Problem 1:
Translate this sentence from the planarian seizure protocol text into Spanish: "A serial dilution is recommended to determine the optimal dilution concentration."
Problem 2:
Extend the planarian seizure protocol text by writing what follows its last sentence.
----- Document segment -----
There were several factors that needed troubleshooting. First, a sufficient concentration of pilocarpine was needed to induce the seizure-like activity but was not to be exceedingly damaging so that all activity was ceased. For that reason, several concentrations were first tested to determine the optimal concentration to obtain these results. These concentrations were also used to determine if the behavior exhibited dose dependency. Second, the Golgi assay was optimized for loss of tissue. After mounting to the slide using solution C, the tissue would fall off during the staining process. Gelatin-coated slides were incorporated, and the slides were carefully handled during the staining process; these two modifications minimized tissue loss. Next, to get cross sections, the planaria were placed flat into a temporary mold, frozen in the cryostat, and then mounted onto the chuck perpendicular to their original position so transverse sections could be cut. Regarding the immunofluorescence assay, the optimal concentration of the antibody needed to be determined. A serial dilution is recommended to determine the optimal dilution concentration. Luckily, the manufacturer's recommendations worked well for this assay, so a serial dilution was not necessary. This protocol used milk as a blocking buffer as this is a cheaper and more affordable option and works just as well as a buffer^23,24,25. Finally, troubleshooting was required for video artifacts; the planaria exposed to 2 mM pilocarpine were excluded due to tracking disruptions from container movement, lighting issues, and angle changes.

As with any procedure, there are limitations. Although planaria exhibit similar neuronal pathways as humans, they are invertebrates and lack the complexity of mammalian brains²⁶. Therefore, results observed in planaria may not correlate directly with humans. Second, this assay does allow quantification of neurons but does not allow analysis of the morphology of neurons and their dendrites, which is often diagnostic in patients with epilepsy^15,19. The results of this research, therefore, serve only as preliminary analysis for human epilepsy.
----- Exercise data -----
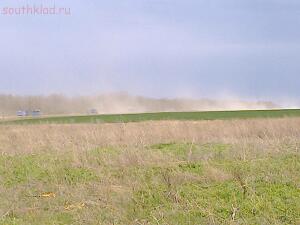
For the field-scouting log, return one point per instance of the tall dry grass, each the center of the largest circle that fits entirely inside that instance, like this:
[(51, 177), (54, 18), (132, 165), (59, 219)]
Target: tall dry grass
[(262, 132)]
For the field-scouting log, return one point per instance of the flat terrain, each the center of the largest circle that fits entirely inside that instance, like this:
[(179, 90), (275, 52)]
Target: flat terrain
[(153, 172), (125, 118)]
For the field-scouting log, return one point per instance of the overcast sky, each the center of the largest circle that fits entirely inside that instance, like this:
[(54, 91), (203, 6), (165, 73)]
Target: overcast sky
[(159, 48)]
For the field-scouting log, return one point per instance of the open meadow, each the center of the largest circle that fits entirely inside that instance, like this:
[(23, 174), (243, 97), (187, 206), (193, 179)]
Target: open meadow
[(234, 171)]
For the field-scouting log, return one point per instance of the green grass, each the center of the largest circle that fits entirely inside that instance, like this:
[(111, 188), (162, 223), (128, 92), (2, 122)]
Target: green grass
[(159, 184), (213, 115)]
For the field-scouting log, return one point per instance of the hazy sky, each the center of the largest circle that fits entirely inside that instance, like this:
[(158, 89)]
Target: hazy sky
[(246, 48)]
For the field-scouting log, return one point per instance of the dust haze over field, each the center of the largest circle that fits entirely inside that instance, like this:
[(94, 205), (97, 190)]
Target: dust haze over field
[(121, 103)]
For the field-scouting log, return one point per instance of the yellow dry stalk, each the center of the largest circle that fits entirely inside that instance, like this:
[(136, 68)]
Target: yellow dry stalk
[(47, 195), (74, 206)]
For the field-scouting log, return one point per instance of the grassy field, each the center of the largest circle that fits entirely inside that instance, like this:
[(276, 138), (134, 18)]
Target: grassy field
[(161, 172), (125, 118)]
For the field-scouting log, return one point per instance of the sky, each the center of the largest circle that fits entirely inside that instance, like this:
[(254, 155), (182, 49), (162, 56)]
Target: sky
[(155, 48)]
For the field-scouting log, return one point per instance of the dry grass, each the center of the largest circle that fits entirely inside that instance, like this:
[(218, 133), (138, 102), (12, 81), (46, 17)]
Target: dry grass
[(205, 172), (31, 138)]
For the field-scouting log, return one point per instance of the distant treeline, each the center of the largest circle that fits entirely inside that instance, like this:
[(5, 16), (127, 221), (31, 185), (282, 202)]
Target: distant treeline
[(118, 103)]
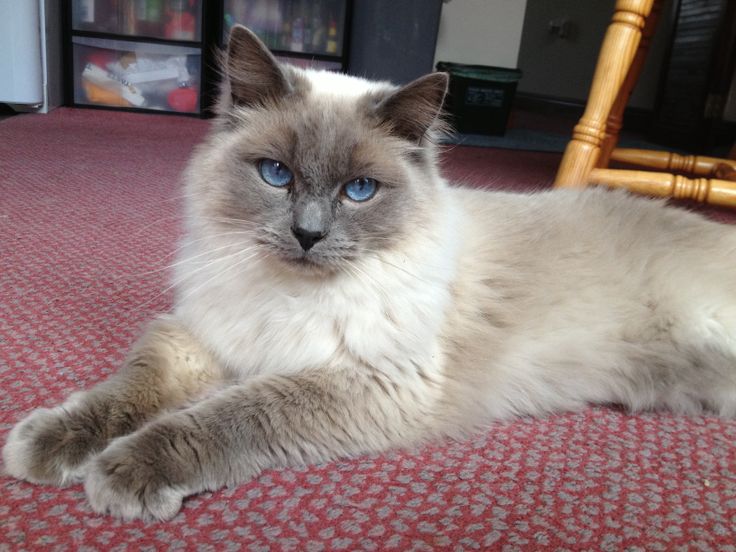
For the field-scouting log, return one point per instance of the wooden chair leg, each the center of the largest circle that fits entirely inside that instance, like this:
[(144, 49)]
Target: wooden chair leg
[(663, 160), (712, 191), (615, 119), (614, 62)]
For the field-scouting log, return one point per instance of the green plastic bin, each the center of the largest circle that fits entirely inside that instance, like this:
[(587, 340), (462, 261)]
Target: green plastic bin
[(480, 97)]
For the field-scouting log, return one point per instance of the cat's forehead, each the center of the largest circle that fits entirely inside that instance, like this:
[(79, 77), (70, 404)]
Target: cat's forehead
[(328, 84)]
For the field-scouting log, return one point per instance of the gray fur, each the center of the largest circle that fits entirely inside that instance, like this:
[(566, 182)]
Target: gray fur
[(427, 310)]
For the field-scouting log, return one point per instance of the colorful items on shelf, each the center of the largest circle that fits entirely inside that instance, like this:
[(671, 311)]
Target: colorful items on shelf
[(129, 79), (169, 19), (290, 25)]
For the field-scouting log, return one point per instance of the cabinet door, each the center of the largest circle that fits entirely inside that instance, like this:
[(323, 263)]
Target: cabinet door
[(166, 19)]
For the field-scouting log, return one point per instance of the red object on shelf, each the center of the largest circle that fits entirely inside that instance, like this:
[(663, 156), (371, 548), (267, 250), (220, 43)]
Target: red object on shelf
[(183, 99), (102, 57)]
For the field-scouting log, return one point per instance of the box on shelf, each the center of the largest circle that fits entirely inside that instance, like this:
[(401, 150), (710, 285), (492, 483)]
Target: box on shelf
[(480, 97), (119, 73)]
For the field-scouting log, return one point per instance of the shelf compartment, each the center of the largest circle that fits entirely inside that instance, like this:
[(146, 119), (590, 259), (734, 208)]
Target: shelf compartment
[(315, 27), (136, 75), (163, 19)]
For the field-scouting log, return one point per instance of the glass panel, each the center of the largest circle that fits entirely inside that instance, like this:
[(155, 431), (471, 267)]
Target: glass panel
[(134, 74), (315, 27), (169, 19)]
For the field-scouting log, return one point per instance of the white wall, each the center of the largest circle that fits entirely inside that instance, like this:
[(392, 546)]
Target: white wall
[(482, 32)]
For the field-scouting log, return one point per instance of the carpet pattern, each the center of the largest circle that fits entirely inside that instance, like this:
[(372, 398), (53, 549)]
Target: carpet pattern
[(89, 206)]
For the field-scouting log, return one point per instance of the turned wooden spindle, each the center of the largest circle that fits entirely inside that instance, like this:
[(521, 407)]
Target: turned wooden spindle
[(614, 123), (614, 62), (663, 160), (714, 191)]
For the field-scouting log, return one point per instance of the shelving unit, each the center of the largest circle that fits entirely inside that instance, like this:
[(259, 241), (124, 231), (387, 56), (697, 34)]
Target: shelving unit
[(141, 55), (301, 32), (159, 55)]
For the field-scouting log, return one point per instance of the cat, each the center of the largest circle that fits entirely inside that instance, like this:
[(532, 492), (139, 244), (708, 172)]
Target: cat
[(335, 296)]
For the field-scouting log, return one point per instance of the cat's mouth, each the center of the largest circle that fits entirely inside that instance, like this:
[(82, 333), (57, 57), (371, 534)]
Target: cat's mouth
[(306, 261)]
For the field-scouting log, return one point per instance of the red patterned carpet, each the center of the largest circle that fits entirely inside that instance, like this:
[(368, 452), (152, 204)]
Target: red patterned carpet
-----
Final answer 1:
Se recomienda una dilución en serie para determinar la concentración óptima de dilución.

Final answer 2:
The quantification of the 0 mM and 6 mM pilocarpine planarias in Figure 4 holds significant implications in determining whether the planaria experienced seizures. By carefully analyzing and comparing the values obtained from the experimental and control groups, there was a statistically significant difference between the two groups. This suggests that the pilocarpine applied to the experimental group may have directly contributed to the observed behavior in the planaria. Integrating further improvements into the video analysis software could also enhance the accuracy and reliability of the data collected from planaria observations. Such software could automate the tracking and quantification of motion patterns, providing objective measurements of movements such as dorsal oscillation and reducing the reliance on video quality alone for these observations.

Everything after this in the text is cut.